=== Begin Enclosure ===

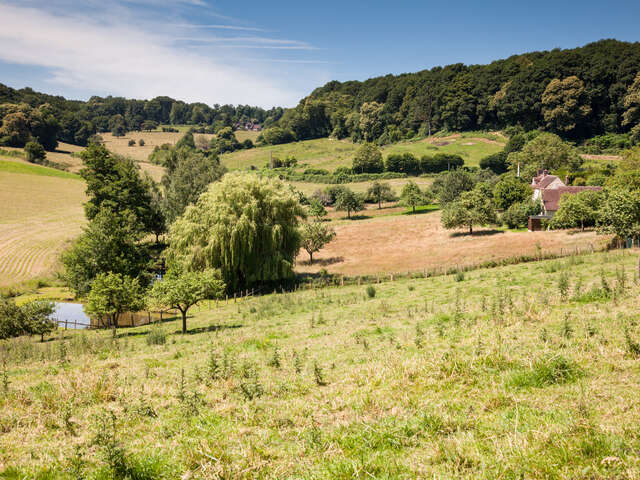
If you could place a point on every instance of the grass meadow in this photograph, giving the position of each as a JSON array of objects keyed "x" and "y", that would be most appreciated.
[
  {"x": 330, "y": 153},
  {"x": 40, "y": 211},
  {"x": 526, "y": 371}
]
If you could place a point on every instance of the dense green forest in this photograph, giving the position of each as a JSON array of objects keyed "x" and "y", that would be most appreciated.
[
  {"x": 575, "y": 93},
  {"x": 47, "y": 118}
]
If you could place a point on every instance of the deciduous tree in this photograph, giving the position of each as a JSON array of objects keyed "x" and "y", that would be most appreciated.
[
  {"x": 349, "y": 201},
  {"x": 472, "y": 208},
  {"x": 411, "y": 196},
  {"x": 380, "y": 191},
  {"x": 368, "y": 159},
  {"x": 183, "y": 290},
  {"x": 112, "y": 294},
  {"x": 244, "y": 225},
  {"x": 314, "y": 236}
]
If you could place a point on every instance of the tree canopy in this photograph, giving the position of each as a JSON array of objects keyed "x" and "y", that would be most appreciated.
[
  {"x": 244, "y": 225},
  {"x": 314, "y": 236},
  {"x": 185, "y": 289},
  {"x": 470, "y": 209}
]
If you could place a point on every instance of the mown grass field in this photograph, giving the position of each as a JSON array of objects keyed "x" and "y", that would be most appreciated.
[
  {"x": 329, "y": 153},
  {"x": 527, "y": 371},
  {"x": 40, "y": 210}
]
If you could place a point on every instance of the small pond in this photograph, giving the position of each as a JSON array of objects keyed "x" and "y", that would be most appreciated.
[{"x": 72, "y": 313}]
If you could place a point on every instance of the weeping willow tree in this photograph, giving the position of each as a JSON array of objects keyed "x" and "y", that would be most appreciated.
[{"x": 244, "y": 225}]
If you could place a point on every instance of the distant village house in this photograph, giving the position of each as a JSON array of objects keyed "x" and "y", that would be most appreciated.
[{"x": 549, "y": 189}]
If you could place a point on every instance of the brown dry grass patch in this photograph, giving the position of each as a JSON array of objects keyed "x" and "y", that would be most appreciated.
[
  {"x": 38, "y": 216},
  {"x": 415, "y": 242}
]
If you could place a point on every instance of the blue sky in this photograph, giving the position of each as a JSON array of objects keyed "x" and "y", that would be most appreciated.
[{"x": 273, "y": 53}]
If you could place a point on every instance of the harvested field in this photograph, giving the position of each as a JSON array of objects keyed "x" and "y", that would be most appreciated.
[
  {"x": 402, "y": 243},
  {"x": 121, "y": 146},
  {"x": 38, "y": 215}
]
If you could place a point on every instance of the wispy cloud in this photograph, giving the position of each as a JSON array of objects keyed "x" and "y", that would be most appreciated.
[
  {"x": 249, "y": 42},
  {"x": 121, "y": 54},
  {"x": 220, "y": 27}
]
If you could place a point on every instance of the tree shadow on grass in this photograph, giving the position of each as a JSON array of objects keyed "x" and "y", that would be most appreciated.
[
  {"x": 480, "y": 233},
  {"x": 192, "y": 331},
  {"x": 210, "y": 328},
  {"x": 323, "y": 262}
]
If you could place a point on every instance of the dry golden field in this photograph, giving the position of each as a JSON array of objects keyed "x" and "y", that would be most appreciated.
[
  {"x": 39, "y": 213},
  {"x": 400, "y": 243}
]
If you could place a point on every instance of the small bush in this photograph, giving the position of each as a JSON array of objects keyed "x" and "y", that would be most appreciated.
[
  {"x": 552, "y": 370},
  {"x": 157, "y": 336},
  {"x": 35, "y": 152}
]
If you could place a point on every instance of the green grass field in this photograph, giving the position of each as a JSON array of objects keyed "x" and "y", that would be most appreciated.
[
  {"x": 528, "y": 371},
  {"x": 9, "y": 166},
  {"x": 329, "y": 154}
]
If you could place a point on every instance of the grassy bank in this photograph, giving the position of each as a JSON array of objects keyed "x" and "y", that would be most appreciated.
[{"x": 526, "y": 371}]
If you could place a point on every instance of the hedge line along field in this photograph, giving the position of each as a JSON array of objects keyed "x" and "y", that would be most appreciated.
[
  {"x": 40, "y": 210},
  {"x": 527, "y": 371},
  {"x": 330, "y": 153}
]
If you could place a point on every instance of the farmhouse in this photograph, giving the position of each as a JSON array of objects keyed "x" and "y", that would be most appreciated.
[{"x": 548, "y": 190}]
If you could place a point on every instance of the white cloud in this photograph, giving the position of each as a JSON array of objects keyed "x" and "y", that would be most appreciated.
[{"x": 119, "y": 58}]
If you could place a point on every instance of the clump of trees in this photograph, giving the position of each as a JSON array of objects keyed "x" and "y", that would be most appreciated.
[
  {"x": 348, "y": 201},
  {"x": 245, "y": 226},
  {"x": 32, "y": 318},
  {"x": 368, "y": 159},
  {"x": 472, "y": 208},
  {"x": 182, "y": 290},
  {"x": 314, "y": 236},
  {"x": 574, "y": 93}
]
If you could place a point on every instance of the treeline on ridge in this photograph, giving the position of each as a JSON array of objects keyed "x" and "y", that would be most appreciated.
[
  {"x": 576, "y": 93},
  {"x": 26, "y": 114}
]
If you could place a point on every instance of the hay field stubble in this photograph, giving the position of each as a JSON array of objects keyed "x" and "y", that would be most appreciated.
[{"x": 497, "y": 375}]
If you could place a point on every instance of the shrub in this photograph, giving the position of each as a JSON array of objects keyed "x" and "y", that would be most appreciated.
[
  {"x": 403, "y": 163},
  {"x": 35, "y": 152},
  {"x": 496, "y": 162},
  {"x": 368, "y": 159},
  {"x": 440, "y": 162},
  {"x": 157, "y": 336},
  {"x": 517, "y": 215}
]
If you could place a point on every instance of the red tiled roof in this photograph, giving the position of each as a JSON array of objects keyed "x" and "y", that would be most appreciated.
[
  {"x": 551, "y": 197},
  {"x": 543, "y": 181}
]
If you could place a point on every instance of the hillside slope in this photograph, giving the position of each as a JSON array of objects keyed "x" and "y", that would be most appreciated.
[
  {"x": 40, "y": 210},
  {"x": 499, "y": 375}
]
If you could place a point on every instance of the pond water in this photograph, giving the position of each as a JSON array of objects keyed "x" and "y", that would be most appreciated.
[{"x": 73, "y": 313}]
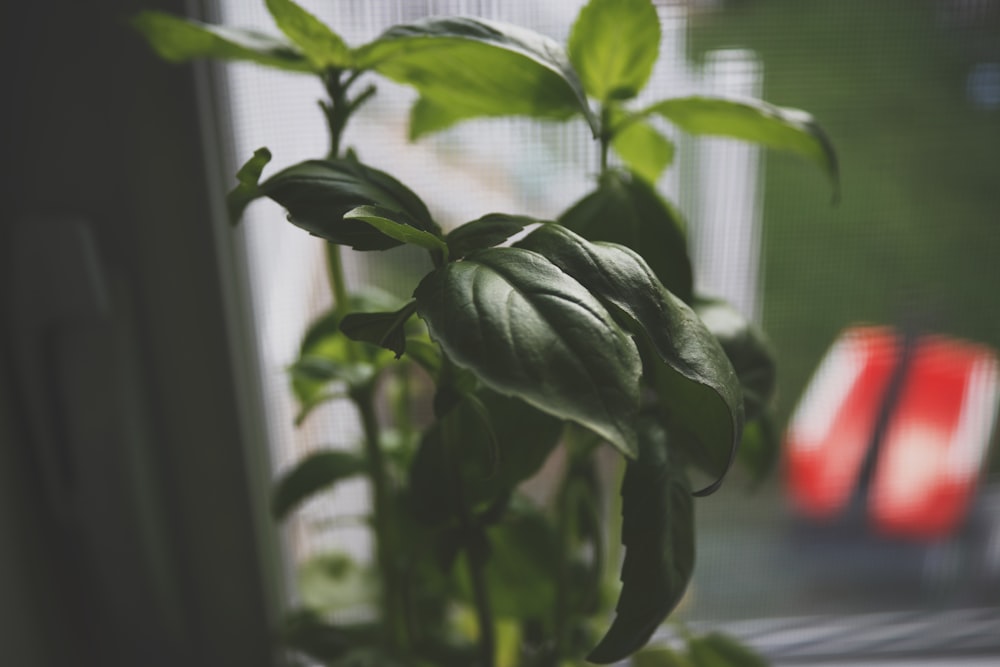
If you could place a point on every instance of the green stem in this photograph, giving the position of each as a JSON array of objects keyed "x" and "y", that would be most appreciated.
[
  {"x": 385, "y": 547},
  {"x": 605, "y": 137},
  {"x": 475, "y": 551},
  {"x": 335, "y": 274},
  {"x": 614, "y": 527}
]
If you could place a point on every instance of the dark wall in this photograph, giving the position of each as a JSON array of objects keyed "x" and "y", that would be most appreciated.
[{"x": 128, "y": 468}]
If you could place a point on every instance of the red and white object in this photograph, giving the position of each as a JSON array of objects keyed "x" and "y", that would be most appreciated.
[{"x": 935, "y": 440}]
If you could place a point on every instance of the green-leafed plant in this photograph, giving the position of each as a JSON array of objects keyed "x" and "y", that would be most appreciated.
[{"x": 535, "y": 335}]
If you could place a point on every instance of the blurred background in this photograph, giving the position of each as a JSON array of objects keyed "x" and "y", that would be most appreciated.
[{"x": 127, "y": 294}]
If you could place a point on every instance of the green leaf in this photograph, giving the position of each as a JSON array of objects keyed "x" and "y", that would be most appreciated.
[
  {"x": 644, "y": 150},
  {"x": 467, "y": 67},
  {"x": 486, "y": 232},
  {"x": 248, "y": 188},
  {"x": 718, "y": 650},
  {"x": 774, "y": 127},
  {"x": 526, "y": 438},
  {"x": 527, "y": 329},
  {"x": 383, "y": 329},
  {"x": 697, "y": 387},
  {"x": 628, "y": 211},
  {"x": 323, "y": 47},
  {"x": 398, "y": 226},
  {"x": 178, "y": 40},
  {"x": 658, "y": 534},
  {"x": 427, "y": 355},
  {"x": 318, "y": 193},
  {"x": 748, "y": 350},
  {"x": 329, "y": 362},
  {"x": 614, "y": 45},
  {"x": 312, "y": 474}
]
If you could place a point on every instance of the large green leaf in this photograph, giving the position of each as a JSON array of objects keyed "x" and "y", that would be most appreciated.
[
  {"x": 178, "y": 40},
  {"x": 525, "y": 436},
  {"x": 387, "y": 330},
  {"x": 527, "y": 329},
  {"x": 658, "y": 534},
  {"x": 485, "y": 232},
  {"x": 468, "y": 67},
  {"x": 323, "y": 47},
  {"x": 747, "y": 349},
  {"x": 697, "y": 387},
  {"x": 753, "y": 120},
  {"x": 614, "y": 45},
  {"x": 318, "y": 193},
  {"x": 628, "y": 211},
  {"x": 312, "y": 474}
]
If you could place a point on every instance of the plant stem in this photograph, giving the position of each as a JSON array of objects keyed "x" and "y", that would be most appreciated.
[
  {"x": 475, "y": 551},
  {"x": 335, "y": 274},
  {"x": 605, "y": 137},
  {"x": 385, "y": 547}
]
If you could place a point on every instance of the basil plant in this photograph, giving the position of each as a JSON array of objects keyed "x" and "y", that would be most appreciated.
[{"x": 534, "y": 336}]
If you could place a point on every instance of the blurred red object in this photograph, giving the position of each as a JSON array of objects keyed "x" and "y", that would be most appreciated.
[{"x": 906, "y": 431}]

=== End Enclosure ===

▸ **Prompt**
Print the line containing "of the basil", then every line after it through the last line of the records, each exactly as written; nothing else belongs in the answer.

▸ **Written answer**
If you could place a point on every instance of the basil plant in this photograph, giving the position of each as a JSON array of objects keyed "x" and "y", that would be most appreciated.
[{"x": 534, "y": 336}]
If you could place a point on every instance of the blurred red object in this photograph, giving the position of each as a JSON array of objects keyed "x" and "y", that would be most appreciated.
[{"x": 906, "y": 431}]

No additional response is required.